** Material for the task **

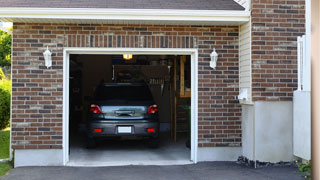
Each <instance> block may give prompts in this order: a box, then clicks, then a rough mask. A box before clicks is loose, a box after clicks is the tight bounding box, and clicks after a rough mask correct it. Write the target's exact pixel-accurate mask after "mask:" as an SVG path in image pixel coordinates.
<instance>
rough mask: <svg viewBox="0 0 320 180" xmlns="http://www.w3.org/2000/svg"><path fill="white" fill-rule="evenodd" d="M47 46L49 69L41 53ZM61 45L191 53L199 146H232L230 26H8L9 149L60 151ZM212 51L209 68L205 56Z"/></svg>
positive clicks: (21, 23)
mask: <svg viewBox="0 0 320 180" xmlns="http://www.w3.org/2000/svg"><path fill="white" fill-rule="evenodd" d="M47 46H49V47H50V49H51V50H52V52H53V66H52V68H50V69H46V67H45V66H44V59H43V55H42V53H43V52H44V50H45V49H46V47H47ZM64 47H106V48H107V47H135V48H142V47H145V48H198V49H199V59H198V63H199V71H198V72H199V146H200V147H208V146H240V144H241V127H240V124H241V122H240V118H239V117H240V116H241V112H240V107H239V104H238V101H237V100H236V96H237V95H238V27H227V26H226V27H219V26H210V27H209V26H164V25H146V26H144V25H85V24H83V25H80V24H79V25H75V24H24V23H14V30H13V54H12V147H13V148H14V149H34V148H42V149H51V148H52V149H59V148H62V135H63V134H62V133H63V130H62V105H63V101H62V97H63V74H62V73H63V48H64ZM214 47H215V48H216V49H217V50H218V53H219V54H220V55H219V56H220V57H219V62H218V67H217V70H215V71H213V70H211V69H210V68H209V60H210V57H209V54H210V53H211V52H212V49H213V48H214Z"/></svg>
---
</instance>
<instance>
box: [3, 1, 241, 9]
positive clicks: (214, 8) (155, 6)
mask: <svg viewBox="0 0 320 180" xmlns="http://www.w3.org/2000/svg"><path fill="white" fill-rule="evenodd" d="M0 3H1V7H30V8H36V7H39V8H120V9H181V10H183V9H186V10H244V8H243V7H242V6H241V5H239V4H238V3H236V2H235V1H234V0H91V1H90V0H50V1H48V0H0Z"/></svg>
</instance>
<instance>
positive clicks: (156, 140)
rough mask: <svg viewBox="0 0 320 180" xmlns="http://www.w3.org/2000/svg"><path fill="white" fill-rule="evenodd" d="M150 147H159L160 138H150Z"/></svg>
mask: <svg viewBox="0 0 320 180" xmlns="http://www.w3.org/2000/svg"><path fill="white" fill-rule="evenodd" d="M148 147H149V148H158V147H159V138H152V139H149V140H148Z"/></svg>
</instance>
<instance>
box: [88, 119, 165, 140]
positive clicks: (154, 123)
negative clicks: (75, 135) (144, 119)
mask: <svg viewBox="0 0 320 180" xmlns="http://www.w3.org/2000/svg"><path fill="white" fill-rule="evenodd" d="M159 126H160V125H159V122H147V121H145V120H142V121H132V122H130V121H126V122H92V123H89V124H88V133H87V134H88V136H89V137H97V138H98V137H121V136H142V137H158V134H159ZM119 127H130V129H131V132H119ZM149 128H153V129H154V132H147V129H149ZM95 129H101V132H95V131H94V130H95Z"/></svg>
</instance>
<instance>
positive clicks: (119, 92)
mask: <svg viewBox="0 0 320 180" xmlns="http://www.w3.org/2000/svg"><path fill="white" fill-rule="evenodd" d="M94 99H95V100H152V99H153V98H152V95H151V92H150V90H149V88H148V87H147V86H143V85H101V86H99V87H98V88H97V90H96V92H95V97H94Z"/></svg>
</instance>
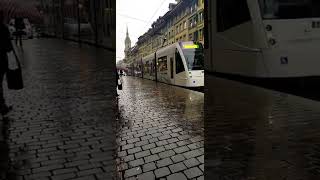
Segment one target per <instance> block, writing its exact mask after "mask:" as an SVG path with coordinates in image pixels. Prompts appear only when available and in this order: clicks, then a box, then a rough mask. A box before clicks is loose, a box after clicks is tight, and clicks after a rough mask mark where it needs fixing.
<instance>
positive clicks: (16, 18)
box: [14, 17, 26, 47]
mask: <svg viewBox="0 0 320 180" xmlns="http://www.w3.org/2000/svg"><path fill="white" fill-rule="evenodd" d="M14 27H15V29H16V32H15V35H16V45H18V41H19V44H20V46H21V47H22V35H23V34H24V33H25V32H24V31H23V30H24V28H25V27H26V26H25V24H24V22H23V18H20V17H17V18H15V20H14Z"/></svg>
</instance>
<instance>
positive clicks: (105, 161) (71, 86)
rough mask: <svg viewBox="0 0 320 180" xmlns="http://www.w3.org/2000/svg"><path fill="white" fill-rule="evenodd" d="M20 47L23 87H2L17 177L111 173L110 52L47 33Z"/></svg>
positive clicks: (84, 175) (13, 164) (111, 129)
---
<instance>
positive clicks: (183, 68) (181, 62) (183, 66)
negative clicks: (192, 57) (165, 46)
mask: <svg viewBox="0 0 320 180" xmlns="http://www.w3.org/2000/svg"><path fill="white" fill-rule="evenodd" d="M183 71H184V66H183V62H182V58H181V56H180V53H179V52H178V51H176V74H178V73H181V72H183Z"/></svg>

** To do **
Pick out every line of the records above that contains the word "then", and copy each such line in full.

** Output for this task **
Each <instance> block may give prompts in this order: a box, then clicks, then a rough mask. A box before clicks is loose, a box after clicks is the tight bounding box, and clicks after a rough mask correct it. Write the target's exact pixel-accurate mask after "mask:" as an SVG path in image pixel coordinates.
Segment one target per <instance> block, writing its exact mask after "mask:" as an SVG path with coordinates in image pixels. Prompts appear only when available and in this order: clicks, then a box, then a rough mask. A box before clicks is loose, a box after clicks is tight, and clicks after a rough mask mark where it needs fixing.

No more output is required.